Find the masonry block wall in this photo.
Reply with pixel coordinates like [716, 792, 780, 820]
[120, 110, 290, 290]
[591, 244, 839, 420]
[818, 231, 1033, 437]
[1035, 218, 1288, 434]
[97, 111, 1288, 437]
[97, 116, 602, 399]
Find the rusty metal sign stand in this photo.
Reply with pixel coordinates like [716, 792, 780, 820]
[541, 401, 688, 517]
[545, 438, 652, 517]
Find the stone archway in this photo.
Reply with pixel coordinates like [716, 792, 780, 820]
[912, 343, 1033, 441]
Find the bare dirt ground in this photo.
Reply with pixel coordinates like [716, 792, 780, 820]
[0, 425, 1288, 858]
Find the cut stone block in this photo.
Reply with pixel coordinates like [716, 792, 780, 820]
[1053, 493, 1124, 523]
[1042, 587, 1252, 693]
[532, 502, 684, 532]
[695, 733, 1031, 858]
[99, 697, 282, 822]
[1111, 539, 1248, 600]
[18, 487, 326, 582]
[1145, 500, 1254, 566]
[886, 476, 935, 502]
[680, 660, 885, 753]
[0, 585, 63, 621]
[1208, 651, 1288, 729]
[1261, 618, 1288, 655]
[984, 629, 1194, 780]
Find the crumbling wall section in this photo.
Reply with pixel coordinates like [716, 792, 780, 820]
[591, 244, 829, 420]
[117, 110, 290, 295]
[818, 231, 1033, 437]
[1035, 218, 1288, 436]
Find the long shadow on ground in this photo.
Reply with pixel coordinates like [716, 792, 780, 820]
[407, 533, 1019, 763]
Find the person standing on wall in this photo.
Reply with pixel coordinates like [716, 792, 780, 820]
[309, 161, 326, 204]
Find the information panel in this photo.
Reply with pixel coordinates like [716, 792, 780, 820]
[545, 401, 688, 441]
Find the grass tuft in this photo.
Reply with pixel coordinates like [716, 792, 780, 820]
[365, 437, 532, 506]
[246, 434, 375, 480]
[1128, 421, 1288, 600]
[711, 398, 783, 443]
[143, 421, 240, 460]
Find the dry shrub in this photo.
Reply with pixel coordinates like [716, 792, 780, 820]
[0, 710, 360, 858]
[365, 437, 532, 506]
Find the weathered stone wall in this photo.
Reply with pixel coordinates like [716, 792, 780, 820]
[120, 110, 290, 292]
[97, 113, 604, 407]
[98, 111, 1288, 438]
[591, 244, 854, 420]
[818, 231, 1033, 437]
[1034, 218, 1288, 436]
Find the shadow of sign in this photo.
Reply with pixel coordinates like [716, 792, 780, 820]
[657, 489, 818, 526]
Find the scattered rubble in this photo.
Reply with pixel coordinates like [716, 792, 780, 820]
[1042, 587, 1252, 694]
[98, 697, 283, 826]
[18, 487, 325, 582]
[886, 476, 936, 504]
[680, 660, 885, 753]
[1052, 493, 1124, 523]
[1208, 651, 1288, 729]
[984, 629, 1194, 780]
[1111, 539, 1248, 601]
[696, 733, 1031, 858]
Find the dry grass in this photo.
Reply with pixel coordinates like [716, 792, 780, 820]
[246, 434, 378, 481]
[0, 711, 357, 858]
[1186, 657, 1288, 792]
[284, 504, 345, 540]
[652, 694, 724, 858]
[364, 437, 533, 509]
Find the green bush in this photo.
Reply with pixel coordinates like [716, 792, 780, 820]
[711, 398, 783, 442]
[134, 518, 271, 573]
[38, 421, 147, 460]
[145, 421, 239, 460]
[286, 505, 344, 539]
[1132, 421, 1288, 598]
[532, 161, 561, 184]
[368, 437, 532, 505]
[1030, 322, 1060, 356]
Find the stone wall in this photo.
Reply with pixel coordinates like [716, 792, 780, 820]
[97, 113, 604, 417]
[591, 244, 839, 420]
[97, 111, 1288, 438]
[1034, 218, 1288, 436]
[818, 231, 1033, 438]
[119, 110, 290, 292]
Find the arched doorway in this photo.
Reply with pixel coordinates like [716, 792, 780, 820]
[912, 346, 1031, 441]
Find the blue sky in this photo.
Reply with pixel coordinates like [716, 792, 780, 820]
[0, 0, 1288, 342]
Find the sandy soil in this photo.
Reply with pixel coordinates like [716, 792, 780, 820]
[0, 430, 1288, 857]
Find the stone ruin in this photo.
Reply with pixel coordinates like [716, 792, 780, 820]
**********
The exercise: Rewrite the listing above with every "pixel coordinates" changed to "box coordinates" and every other part left as it is.

Exercise solution:
Find the masonry block wall in this photo.
Reply with box coordinates like [716, 792, 780, 820]
[120, 110, 290, 290]
[591, 244, 839, 420]
[818, 231, 1033, 437]
[1035, 218, 1288, 434]
[97, 111, 1288, 437]
[97, 116, 602, 399]
Find the rusty metal sign stand in this photo.
Reply with box coordinates like [716, 792, 780, 820]
[541, 401, 688, 517]
[545, 438, 652, 517]
Find the stone archway in this photo.
Reply with box coordinates like [716, 792, 780, 820]
[912, 343, 1033, 441]
Find the bare dirt ground in this photo.
Reply with box coordinates like [716, 792, 780, 820]
[0, 425, 1288, 858]
Find the cut stone block in this photo.
Reply with box coordinates like [716, 792, 780, 820]
[1053, 493, 1124, 523]
[1042, 587, 1252, 693]
[532, 502, 684, 532]
[695, 733, 1031, 858]
[99, 697, 282, 822]
[1111, 539, 1248, 600]
[18, 487, 326, 582]
[1145, 500, 1254, 566]
[886, 476, 935, 502]
[680, 660, 885, 753]
[0, 585, 63, 621]
[1208, 651, 1288, 729]
[1261, 618, 1288, 655]
[984, 629, 1194, 780]
Find the crumbling wall section in this photo.
Reply with box coordinates like [716, 792, 780, 820]
[591, 244, 829, 420]
[117, 110, 290, 295]
[818, 231, 1033, 437]
[1035, 218, 1288, 436]
Find the long shadow on ground in this photo.
Reply with box coordinates like [716, 792, 780, 820]
[407, 533, 1019, 763]
Find the person standing on wall in this photo.
Reply with box coordinates like [716, 792, 780, 820]
[309, 161, 326, 204]
Find the information panel in this photo.
Reply with box coordinates like [716, 792, 780, 820]
[545, 401, 688, 441]
Find the grass tuft in this photo.
Reply with box coordinates like [716, 792, 780, 820]
[365, 437, 532, 506]
[246, 434, 375, 480]
[1128, 421, 1288, 600]
[711, 398, 783, 443]
[143, 421, 240, 460]
Find the dry shrub in this photo.
Reply with box coordinates like [716, 792, 780, 820]
[0, 710, 360, 858]
[365, 437, 532, 506]
Find the weathered stone wall in this photo.
Reply with box coordinates like [716, 792, 780, 820]
[120, 110, 290, 292]
[97, 113, 604, 407]
[98, 111, 1288, 438]
[591, 244, 854, 420]
[818, 231, 1033, 437]
[1034, 218, 1288, 436]
Find the shadow of sign in this photo.
Reply with box coordinates like [716, 792, 780, 820]
[657, 489, 818, 526]
Find the scattered rubble in this photo.
Reply with box coordinates like [716, 792, 780, 820]
[1042, 587, 1252, 694]
[98, 697, 283, 826]
[18, 487, 325, 582]
[886, 476, 936, 504]
[680, 660, 885, 753]
[1052, 493, 1124, 523]
[1208, 651, 1288, 729]
[984, 629, 1194, 780]
[1111, 539, 1248, 601]
[696, 733, 1031, 858]
Find the dry grass in this photo.
Reply with box coordinates like [716, 792, 780, 820]
[246, 434, 378, 481]
[0, 711, 357, 858]
[1186, 657, 1288, 792]
[284, 504, 345, 540]
[652, 694, 724, 858]
[364, 437, 533, 509]
Find the green bush in this photo.
Reply with box coordinates like [716, 792, 780, 820]
[711, 398, 783, 442]
[134, 518, 271, 573]
[38, 421, 147, 460]
[145, 421, 239, 460]
[286, 505, 344, 539]
[1132, 421, 1288, 598]
[532, 161, 561, 184]
[368, 437, 532, 505]
[1030, 322, 1060, 356]
Find the stone wall in this photo.
Reply with box coordinates like [716, 792, 780, 820]
[97, 113, 604, 417]
[591, 244, 839, 420]
[97, 111, 1288, 438]
[1034, 218, 1288, 436]
[818, 231, 1033, 438]
[119, 110, 290, 292]
Find the arched doorway in this photo.
Reply with box coordinates like [716, 792, 780, 820]
[912, 346, 1031, 441]
Find the blue sky in this photo.
Reply with box coordinates like [716, 792, 780, 820]
[0, 0, 1288, 342]
Find the sandy soil in this photo.
Reply with box coordinates like [716, 792, 780, 820]
[0, 430, 1288, 857]
Find the stone ruin in this photo.
Reply with box coordinates like [716, 792, 780, 820]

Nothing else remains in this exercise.